(QUOTED TEXT):

Number of Players & Substitutions

There are a total of ten players on the field at a time: 1 goalie, 3 defensemen, 3 midfielders and 3 attackmen. Player substitutions take place between periods, during timeouts and "on the fly" through the substitution "box" at midfield.


Length of the Game & Overtime

A high school game consists of four 12 minute periods, youth games tend to be much shorter (8-10 minutes). If there is a tie at the end of regulation, the teams play a series of 5 minute sudden overtime death periods until someone scores. Teams are allowed two timeouts per half and one in each overtime period.


The Stick

Players' "sticks" must be between 40-42 inches long and 52-72 inches in length for long sticks. There is a limit of four "long stick defensemen" on the field at any one time (per team). Sticks can be found illegal for length, depth of the "pocket," or if it has been altered to gain an advantage. A player who uses an illegal stick is given a 2-minute non-releasable penalty.


The Goal & Crease

The goal is 6’ by 6’. It is in the center of a “crease,” which is 9’ in radius or 18’ in diameter. The crease, and the rules governing it, are designed to protect the goalie. No player on offense may enter the crease at any time (unless pushed by a defender). Going in the crease on offense results in a change of possession, or a free clear if the goalie  has possession. Upon a save and gaining possession of the ball, the goalie has up to 4 seconds to remain in the crease with the ball.


The Face-Off

The start of play begins with a "face-off" at midfield. The official places the ball on the ground and, on his whistle, the face-off "specialists" and their two wing men battle for possession. All other players must remain behind the two point arc until one of the midfielders gains possession. Face-offs are held at the start of each quarter and after a goal is scored.



Penalties are similar to those in ice hockey - illegal substitution, offsides, crease violation, holding, slashing, pushing, tripping, cross-checking, illegal stick or equipment, and game misconduct. Penalties range from a simple change of possession to time serving penalties, creating "man-up" opportunities similar to hockey's power play.



In order to remain on-sides, teams must keep three players on their offensive half of the field (typically 3 attackmen) and four on their defensive half (typically three defensemen and a goalie) at all times. Should the goalie or a defenseman wish to cross midfield while clearing the ball, they can have another player (midfielder) “stay back” for them until they return to the defensive end of the field. The same goes for an attackman who wishes to cross into the defensive half of the field while riding a player from the other team.


Chasing A Shot

After a missed shot, the team closest to the ball when it goes out of bounds is awarded possession. This can be on the endline or sideline.


Player Contact

A player may make physical contact with a player from the opposing team as long as that player is in possession of the ball, or within 5 yards of a “loose ball.”  When making contact, the player must have two hands on his stick, make contact above the knees and below the neck, from the front or the side, and cannot lead with his stick (crosschecking) or his head (illegal body check/contact to the head)

(SOURCE EXCERPT):

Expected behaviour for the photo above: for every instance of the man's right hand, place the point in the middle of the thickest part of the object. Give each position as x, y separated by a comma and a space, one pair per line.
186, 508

(YOUR TASKS):
[1] In the lacrosse rules, how long may the goalie stay in the crease with the ball after making a save and gaining possession?
[2] Continue the lacrosse rules from the point where they end.

(RESPONSES TO THE TASKS):
[1] Up to 4 seconds.

[2]
The Areas of the Lacrosse Field & Some Common Terms

“X” - refers to the area directly behind the goal crease. Most offenses, both settled and unsettled, are initiated through “X”.


“The Box” - refers to two places on the lacrosse field - the first is the Restraining Area delineated by the restraining line (side to side) and the two lines running from the restraining line to the endline. Offensive and defensive players must remain behind the restraining line during a face-off until one of the midfielders participating in the face-off gains possession or the ball enters the box area. In the last two minutes of a game, the winning team, or both teams if the game is tied, must keep the ball inside of their offensive box once it enters that area, or the result is a turnover.


The second “box” is the substitution area at midfield. Similar to ice hockey, teams may substitute players through the box while the ball is in play - one player comes off, one player goes on. These substitutions must occur on the proper side of midfield to avoid going offsides.


“The Crease” -  technically, it is the 9’ radius goal crease around the goal which protects the goalie. An offensive player who goes into the goal crease area commits a turnover, unless he is pushed or scores prior to entering the crease. The “Crease Area” typically refers to the area directly in front of the goal crease. Offenses typically have at least one player “on the crease” at all times - similar to having a player posted up in the lane in basketball.


“The Hole” - a defensive term for the area in front of the goal (crease area). Coaches will often yell to their players to “get in the hole” in unsettled defensive situations.


“Down the Side” - refers to a fundamental strategy in the transition game and unsettled situations in which the team going from defense to offense pushes the ball “down the side” to an attackman on the wing, who then distributes it to a second attackman at “X”.